__EXERCISE GOAL__. Pick out every line in the material below that contains the word "street", matching uppercase and lowercase exactly, and copy each of those lines in full.

--- Begin ---

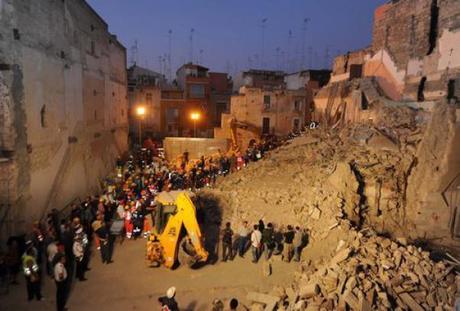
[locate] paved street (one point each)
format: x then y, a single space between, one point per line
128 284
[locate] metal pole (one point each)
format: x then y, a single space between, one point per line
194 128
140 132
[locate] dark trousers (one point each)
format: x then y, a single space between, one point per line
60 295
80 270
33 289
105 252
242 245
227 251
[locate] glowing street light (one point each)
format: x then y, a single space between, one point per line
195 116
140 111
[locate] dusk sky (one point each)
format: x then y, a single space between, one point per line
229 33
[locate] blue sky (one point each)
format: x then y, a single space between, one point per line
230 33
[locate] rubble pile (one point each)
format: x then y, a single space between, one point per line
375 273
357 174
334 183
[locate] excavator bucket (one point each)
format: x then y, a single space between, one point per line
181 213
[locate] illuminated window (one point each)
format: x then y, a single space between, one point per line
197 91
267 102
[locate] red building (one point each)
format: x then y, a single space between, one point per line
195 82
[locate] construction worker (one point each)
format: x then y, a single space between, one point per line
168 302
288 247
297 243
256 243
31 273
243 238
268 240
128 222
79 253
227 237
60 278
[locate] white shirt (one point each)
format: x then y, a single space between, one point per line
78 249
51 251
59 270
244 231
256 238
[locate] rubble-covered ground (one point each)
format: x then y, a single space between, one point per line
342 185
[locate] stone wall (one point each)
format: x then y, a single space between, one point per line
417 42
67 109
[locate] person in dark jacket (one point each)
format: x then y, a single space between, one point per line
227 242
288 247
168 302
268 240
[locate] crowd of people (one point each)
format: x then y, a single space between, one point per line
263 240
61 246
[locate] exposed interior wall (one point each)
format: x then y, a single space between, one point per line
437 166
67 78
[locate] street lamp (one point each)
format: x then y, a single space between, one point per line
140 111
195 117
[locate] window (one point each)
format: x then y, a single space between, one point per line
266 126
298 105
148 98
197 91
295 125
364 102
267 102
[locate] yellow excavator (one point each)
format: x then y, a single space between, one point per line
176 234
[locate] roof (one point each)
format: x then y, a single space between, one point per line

--- End ---
--- Begin ---

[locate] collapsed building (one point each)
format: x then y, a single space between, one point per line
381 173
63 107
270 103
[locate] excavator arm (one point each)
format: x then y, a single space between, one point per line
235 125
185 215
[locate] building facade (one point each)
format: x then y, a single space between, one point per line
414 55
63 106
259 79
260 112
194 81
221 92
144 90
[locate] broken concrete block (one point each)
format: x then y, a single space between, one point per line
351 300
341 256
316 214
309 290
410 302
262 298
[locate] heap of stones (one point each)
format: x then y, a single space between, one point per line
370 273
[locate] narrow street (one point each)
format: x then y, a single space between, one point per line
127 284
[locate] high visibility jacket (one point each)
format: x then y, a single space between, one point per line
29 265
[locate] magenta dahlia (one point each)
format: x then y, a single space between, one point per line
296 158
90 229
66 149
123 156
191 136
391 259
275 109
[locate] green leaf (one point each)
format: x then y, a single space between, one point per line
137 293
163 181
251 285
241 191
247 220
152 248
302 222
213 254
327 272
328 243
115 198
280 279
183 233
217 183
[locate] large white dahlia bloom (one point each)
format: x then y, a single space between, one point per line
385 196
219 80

--- End ---

__WRITTEN ANSWER__.
[locate] paved street (one point each)
[locate] glowing street light (one point each)
[locate] street lamp (one point each)
[locate] narrow street (one point each)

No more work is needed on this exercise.